>>>>

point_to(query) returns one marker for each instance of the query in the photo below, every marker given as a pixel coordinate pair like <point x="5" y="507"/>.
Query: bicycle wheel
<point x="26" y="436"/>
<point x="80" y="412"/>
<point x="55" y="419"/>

<<<<

GOAL OF THE EXERCISE:
Word for word, return the entire listing above.

ANSWER SECTION:
point_to(query) returns one marker for each instance of the query in the photo below, every marker given as a pixel coordinate pair like <point x="5" y="507"/>.
Query: bicycle wheel
<point x="26" y="436"/>
<point x="80" y="412"/>
<point x="55" y="419"/>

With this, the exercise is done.